[Exercise] Quote in full the passage on nematode movement analysis that appears below.

[Passage shown]
□ □ □

In addition we have developed a GUI that automates the analysis and enables researchers to collect movement data accurately. While, the algorithm has originally been built for the study of simple behaviors such as the sinusoidal locomotion of the animal it can be readily generalized to process and describe more complex movement patterns.
We followed standard procedures for C. elegans culture and maintenance . The strain utilized in this study was the wild type Bristol isolate N2. Nematode rearing temperature was kept at 20°C. Animals were grown on agar plates with nematode growth medium (NGM), seeded with the bacterium Escherichia coli as a food source. For videotaping, 5–10 gravid adult worms were placed on fresh, seeded NGM plates and allowed to move freely for 30 min before observation. Animals were imaged via a Zeiss Stemi SV11 stereomicroscope (Carl Zeiss, Jena, Germany) with a Moticam 2000 CCD camera (Motic Instruments Inc., Richmond, Canada), at a resolution of 800 × 600 pixels and a frame rate of 40 fps. Video files of moving nematodes were generated using the software package accompanying the camera (Motic Images Plus 2.0; AVI, audio video interleave format).

□ □ □

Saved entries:

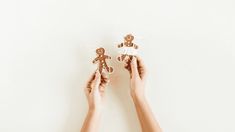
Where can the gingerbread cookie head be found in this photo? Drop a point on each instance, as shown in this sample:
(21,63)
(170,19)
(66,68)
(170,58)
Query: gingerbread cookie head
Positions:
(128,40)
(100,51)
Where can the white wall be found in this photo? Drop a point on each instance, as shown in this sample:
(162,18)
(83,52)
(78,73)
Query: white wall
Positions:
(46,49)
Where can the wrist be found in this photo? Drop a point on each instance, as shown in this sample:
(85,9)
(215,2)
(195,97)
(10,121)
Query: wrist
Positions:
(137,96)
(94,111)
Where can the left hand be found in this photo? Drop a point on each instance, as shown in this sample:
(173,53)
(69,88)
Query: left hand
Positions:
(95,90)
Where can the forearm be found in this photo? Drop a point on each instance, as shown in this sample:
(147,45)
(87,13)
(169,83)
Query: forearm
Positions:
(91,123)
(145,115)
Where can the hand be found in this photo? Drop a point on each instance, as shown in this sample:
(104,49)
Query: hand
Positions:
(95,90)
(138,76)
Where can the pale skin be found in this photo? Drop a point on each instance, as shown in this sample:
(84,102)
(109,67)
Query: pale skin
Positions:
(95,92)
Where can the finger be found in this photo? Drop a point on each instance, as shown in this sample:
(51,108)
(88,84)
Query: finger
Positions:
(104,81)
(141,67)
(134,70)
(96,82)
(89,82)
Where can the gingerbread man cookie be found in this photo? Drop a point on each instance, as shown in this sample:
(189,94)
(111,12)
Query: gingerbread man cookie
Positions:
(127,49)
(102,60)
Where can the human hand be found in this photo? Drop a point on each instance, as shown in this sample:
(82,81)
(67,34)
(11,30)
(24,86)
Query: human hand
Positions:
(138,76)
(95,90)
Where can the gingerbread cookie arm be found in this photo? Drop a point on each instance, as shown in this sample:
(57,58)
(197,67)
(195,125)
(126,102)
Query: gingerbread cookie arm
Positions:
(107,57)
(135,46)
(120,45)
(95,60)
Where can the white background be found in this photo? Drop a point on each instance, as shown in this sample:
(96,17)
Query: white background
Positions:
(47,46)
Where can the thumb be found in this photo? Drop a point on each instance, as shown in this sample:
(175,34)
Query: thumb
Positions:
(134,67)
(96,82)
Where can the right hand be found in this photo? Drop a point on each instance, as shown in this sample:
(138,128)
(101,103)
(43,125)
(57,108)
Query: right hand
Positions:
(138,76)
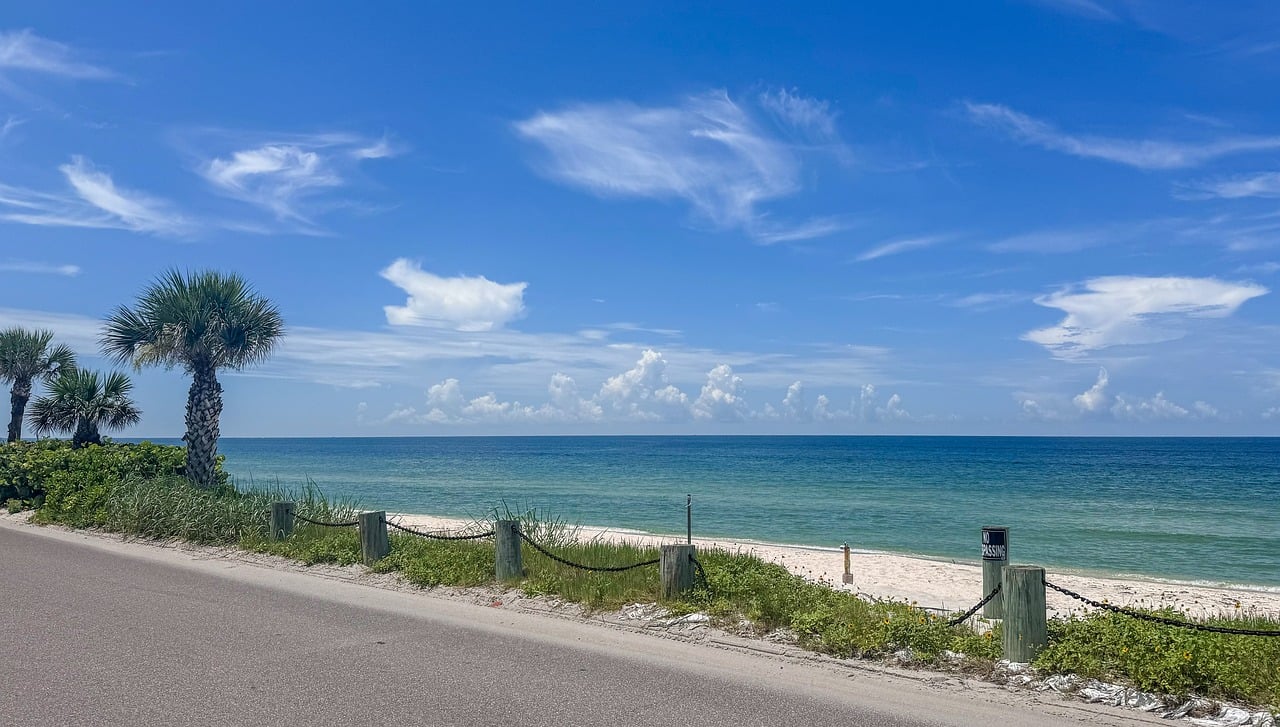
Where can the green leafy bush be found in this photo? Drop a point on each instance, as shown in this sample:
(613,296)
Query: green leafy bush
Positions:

□ □ □

[Answer to this problem]
In addition we have developed a GUI that automates the analysis and enables researchers to collect movement data accurately. While, the algorithm has originally been built for the study of simple behaviors such as the sinusoidal locomotion of the animal it can be readily generalized to process and describe more complex movement patterns.
We followed standard procedures for C. elegans culture and maintenance . The strain utilized in this study was the wild type Bristol isolate N2. Nematode rearing temperature was kept at 20°C. Animals were grown on agar plates with nematode growth medium (NGM), seeded with the bacterium Escherichia coli as a food source. For videotaping, 5–10 gravid adult worms were placed on fresh, seeded NGM plates and allowed to move freely for 30 min before observation. Animals were imaged via a Zeiss Stemi SV11 stereomicroscope (Carl Zeiss, Jena, Germany) with a Moticam 2000 CCD camera (Motic Instruments Inc., Richmond, Canada), at a resolution of 800 × 600 pixels and a frame rate of 40 fps. Video files of moving nematodes were generated using the software package accompanying the camera (Motic Images Plus 2.0; AVI, audio video interleave format).